*Records for this exercise:*
——

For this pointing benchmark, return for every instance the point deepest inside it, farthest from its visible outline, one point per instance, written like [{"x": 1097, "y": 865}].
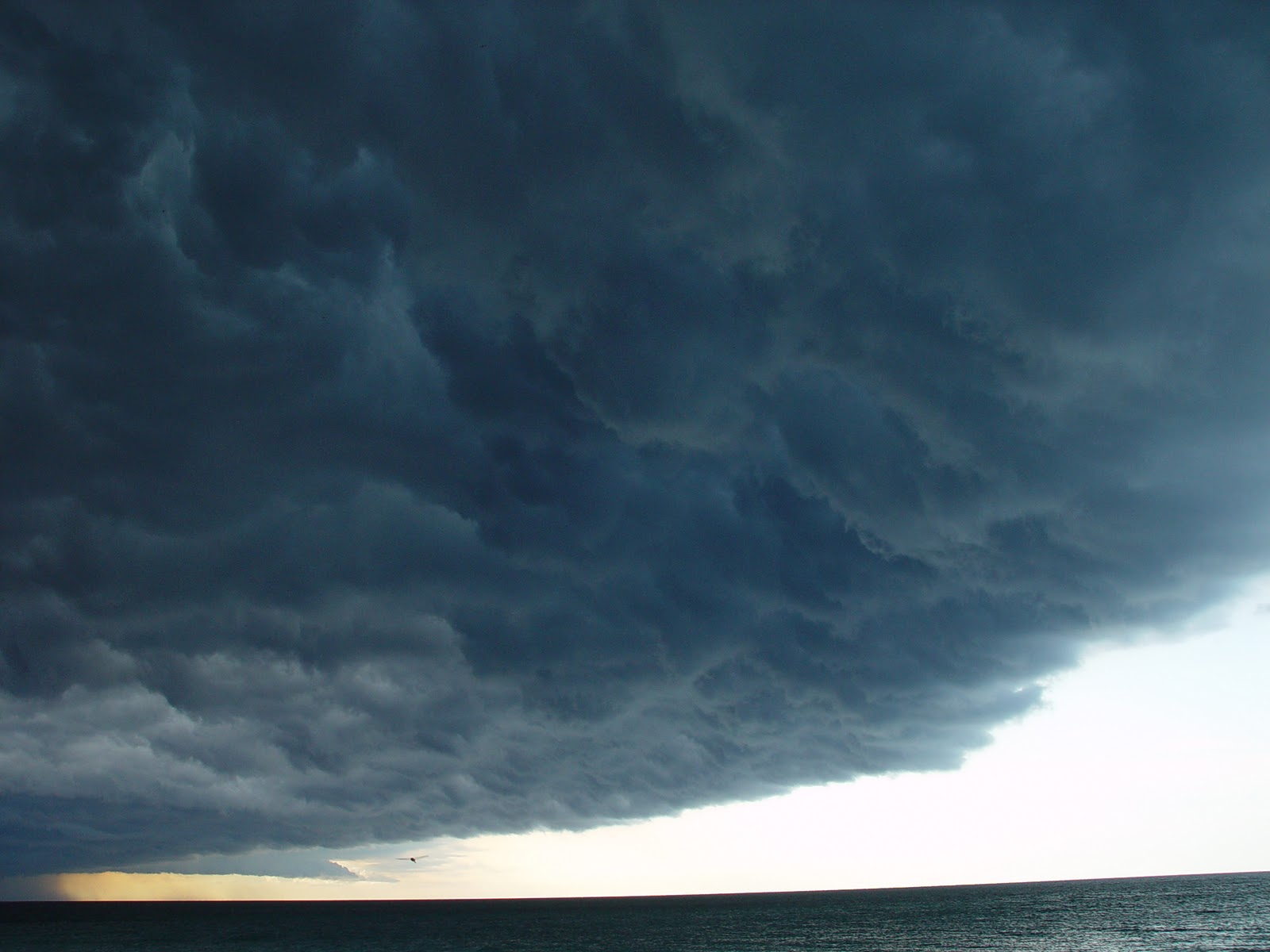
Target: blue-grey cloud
[{"x": 435, "y": 419}]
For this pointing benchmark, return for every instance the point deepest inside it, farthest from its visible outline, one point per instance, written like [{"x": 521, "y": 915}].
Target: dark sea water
[{"x": 1210, "y": 913}]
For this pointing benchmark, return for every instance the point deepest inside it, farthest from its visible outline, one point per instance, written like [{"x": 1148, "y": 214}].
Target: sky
[{"x": 521, "y": 428}]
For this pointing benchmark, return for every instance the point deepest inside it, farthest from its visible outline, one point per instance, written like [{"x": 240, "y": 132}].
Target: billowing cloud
[{"x": 433, "y": 419}]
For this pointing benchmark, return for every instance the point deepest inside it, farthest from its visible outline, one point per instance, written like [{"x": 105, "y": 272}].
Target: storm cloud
[{"x": 429, "y": 419}]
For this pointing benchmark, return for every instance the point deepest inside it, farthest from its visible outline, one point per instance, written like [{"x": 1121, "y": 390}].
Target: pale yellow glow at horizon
[{"x": 1146, "y": 761}]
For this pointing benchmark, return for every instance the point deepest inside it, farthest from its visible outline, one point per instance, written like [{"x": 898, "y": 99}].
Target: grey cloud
[{"x": 427, "y": 420}]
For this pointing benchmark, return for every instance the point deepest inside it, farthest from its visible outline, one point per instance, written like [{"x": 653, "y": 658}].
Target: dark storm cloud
[{"x": 433, "y": 419}]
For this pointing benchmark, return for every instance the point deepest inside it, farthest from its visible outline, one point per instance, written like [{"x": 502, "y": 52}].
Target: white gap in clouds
[{"x": 1151, "y": 759}]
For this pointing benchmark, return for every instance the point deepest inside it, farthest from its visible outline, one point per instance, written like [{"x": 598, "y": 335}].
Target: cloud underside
[{"x": 438, "y": 420}]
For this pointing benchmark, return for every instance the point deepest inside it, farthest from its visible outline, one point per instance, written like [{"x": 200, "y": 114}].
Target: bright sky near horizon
[
  {"x": 442, "y": 422},
  {"x": 1149, "y": 759}
]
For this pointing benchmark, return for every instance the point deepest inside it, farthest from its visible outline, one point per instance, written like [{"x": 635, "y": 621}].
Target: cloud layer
[{"x": 433, "y": 419}]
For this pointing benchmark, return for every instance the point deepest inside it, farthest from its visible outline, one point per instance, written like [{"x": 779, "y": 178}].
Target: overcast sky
[{"x": 438, "y": 419}]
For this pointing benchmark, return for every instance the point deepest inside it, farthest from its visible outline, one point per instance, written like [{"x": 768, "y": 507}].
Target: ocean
[{"x": 1227, "y": 913}]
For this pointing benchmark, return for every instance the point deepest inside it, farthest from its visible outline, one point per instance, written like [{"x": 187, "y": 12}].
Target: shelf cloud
[{"x": 436, "y": 419}]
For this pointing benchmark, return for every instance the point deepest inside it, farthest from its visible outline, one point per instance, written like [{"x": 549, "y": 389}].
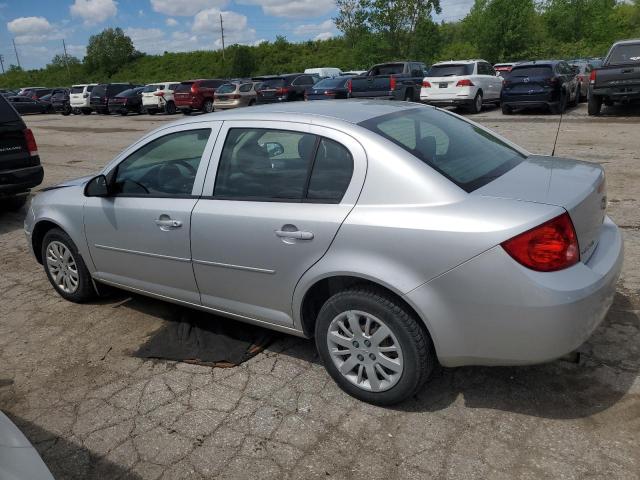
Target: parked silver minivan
[{"x": 396, "y": 234}]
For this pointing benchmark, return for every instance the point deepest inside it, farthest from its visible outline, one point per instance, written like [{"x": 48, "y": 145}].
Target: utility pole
[
  {"x": 16, "y": 50},
  {"x": 222, "y": 32},
  {"x": 66, "y": 58}
]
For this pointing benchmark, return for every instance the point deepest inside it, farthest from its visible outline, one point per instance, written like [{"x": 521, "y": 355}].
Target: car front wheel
[
  {"x": 372, "y": 346},
  {"x": 65, "y": 268}
]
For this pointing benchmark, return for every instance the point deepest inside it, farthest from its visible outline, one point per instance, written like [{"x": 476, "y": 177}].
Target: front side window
[
  {"x": 465, "y": 154},
  {"x": 166, "y": 166}
]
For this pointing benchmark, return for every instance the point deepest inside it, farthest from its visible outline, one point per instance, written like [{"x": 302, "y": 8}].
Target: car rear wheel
[
  {"x": 594, "y": 105},
  {"x": 65, "y": 268},
  {"x": 372, "y": 346}
]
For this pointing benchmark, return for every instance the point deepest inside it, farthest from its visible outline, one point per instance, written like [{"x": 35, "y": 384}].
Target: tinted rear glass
[
  {"x": 532, "y": 71},
  {"x": 7, "y": 113},
  {"x": 332, "y": 83},
  {"x": 450, "y": 70},
  {"x": 625, "y": 54},
  {"x": 184, "y": 87},
  {"x": 228, "y": 88},
  {"x": 465, "y": 154}
]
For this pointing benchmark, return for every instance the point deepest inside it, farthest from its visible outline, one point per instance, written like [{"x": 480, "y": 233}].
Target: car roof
[{"x": 350, "y": 111}]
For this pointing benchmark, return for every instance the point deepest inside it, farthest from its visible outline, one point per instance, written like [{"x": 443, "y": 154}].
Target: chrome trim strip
[
  {"x": 236, "y": 316},
  {"x": 235, "y": 267},
  {"x": 144, "y": 254}
]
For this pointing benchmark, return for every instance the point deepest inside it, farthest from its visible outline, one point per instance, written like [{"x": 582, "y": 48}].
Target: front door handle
[{"x": 297, "y": 234}]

——

*Written instruction:* Transcribe the listing in full and omit the pictures.

*Written solution:*
For this pointing benchmark, return for every instance the point deepest inside it, farthest from its visible outline, one point per instance, written like [{"x": 1097, "y": 865}].
Target: blue-grey cloud
[{"x": 435, "y": 419}]
For this pointing benchmark, return for every instance the point deepest inside it, farthest from its visible outline, one point per instance, written like [{"x": 521, "y": 915}].
Target: dark sea water
[{"x": 1210, "y": 913}]
For this pointing benchmark, return for every instance the point deepest inside it, farthest from its visible outline, one point per instance, written like [{"x": 1148, "y": 214}].
Target: sky
[{"x": 521, "y": 428}]
For this pointing benchmark, return for every instance the point deepest inside it, farthest from its visible outline, one point per instance, written like [{"x": 240, "y": 132}].
Target: billowing cloud
[{"x": 433, "y": 419}]
For this pointing benchmark, return for every instance the point deepest inside it, farthest from its visible outline, one point per instance, written like [{"x": 105, "y": 272}].
Target: storm cloud
[{"x": 429, "y": 419}]
For this pointing benchmark, return for every instance the point deepest inside it, farthest from its visible outline, one point per instance, written like [{"x": 1121, "y": 390}].
Target: pale yellow glow at horizon
[{"x": 1146, "y": 761}]
For this pointing benchmark, return for every instance the point deepest inside it, farthest from its visible outline, one point per instance, written like [{"x": 898, "y": 99}].
Target: grey cloud
[{"x": 427, "y": 420}]
For this pointing benchmark, return for every instance the point deepest inside it, farthest from its visible outline, one point per instance, written like [{"x": 653, "y": 658}].
Target: dark storm cloud
[{"x": 433, "y": 419}]
For this pointing benchmark, return for every instance the point deepest inside it, farthest from its visible outline, one point per instance, written like [{"x": 502, "y": 52}].
Target: white gap in clouds
[{"x": 1151, "y": 759}]
For this pointing benchmark, return for every instance the point deepest inside it, farthest from its visible outline, one point per instance, written like [{"x": 598, "y": 335}].
Target: cloud underside
[{"x": 438, "y": 420}]
For this pointing benchmark, return for every instance the point deepest inside it, farthest from its visible outline, one point per instance, written like [{"x": 200, "y": 114}].
Target: bright sky near horizon
[
  {"x": 442, "y": 422},
  {"x": 1149, "y": 759}
]
For this pointing benchmark, return for every instance the point deepest inside it, farthest from its visible outline, one point per instance, written like [{"x": 635, "y": 621}].
Target: cloud layer
[{"x": 433, "y": 419}]
For this pointing benchmark, return for every instance the point deepest inside it, farthest from its visible outline, one point per instance, written like [{"x": 779, "y": 178}].
Target: overcast sky
[{"x": 438, "y": 419}]
For this pointing benchmark, return for every instance the point deepest inside it, farthest from its visible outline, one point per instance, written like [{"x": 768, "y": 507}].
Target: ocean
[{"x": 1227, "y": 913}]
For this pointing benchmark, return for every instance the point deepest inside it, farthest from its visible outline, one point per instance, written like [{"x": 187, "y": 12}].
Target: shelf cloud
[{"x": 436, "y": 419}]
For this pointing benchmark, return for every instance the point deepest inside it, farthest from its visible outline, one point per instance, written like [{"x": 549, "y": 389}].
Target: parked silver minivan
[{"x": 396, "y": 234}]
For this pointing benchmark, return for every instance the point deepest inside it, farthest from its visible outline, one point per instance, written like [{"x": 48, "y": 145}].
Target: utility pole
[
  {"x": 16, "y": 50},
  {"x": 222, "y": 32},
  {"x": 66, "y": 58}
]
For this pointing benchmark, return for every instance the point deepest inside it, farthest from its visible outline, one point per instance, written like [{"x": 521, "y": 355}].
Target: car front wheel
[
  {"x": 372, "y": 346},
  {"x": 65, "y": 268}
]
For this pointing benchmark, return for every instance the point deepest inside it, farthest from its visible outline, one point per instance, written like [{"x": 476, "y": 177}].
Target: front side window
[
  {"x": 465, "y": 154},
  {"x": 166, "y": 166}
]
For this pointing benchmark, return for every instance the point deepest inside it, farthest from its visible outline, one point per instance, written like [{"x": 302, "y": 8}].
Target: car rear wheel
[
  {"x": 594, "y": 105},
  {"x": 65, "y": 268},
  {"x": 372, "y": 346}
]
For this pointing benchmark, return for every instance the point deepest inside it, farthest from its visible outline, one point per instance, written like [{"x": 35, "y": 384}].
Target: tinted rear glass
[
  {"x": 532, "y": 71},
  {"x": 7, "y": 113},
  {"x": 332, "y": 83},
  {"x": 450, "y": 70},
  {"x": 625, "y": 54},
  {"x": 184, "y": 87},
  {"x": 228, "y": 88},
  {"x": 465, "y": 154}
]
For this pointing benchmark, return for every instance the point deepest inside it, farthest from its visible outline, one point per instance, written like [{"x": 480, "y": 233}].
Target: car roof
[{"x": 350, "y": 111}]
For this pointing benchmark, return for every instance the point deepest inside it, farthest from its visible outline, one point per instance, written like [{"x": 443, "y": 154}].
Target: chrome trim strip
[
  {"x": 236, "y": 316},
  {"x": 235, "y": 267},
  {"x": 144, "y": 254}
]
For this pointing benchmark, return for every instance the point deepest inside it, farthest from its visible outline, one point per instance, written like [{"x": 582, "y": 48}].
Target: front door handle
[{"x": 297, "y": 234}]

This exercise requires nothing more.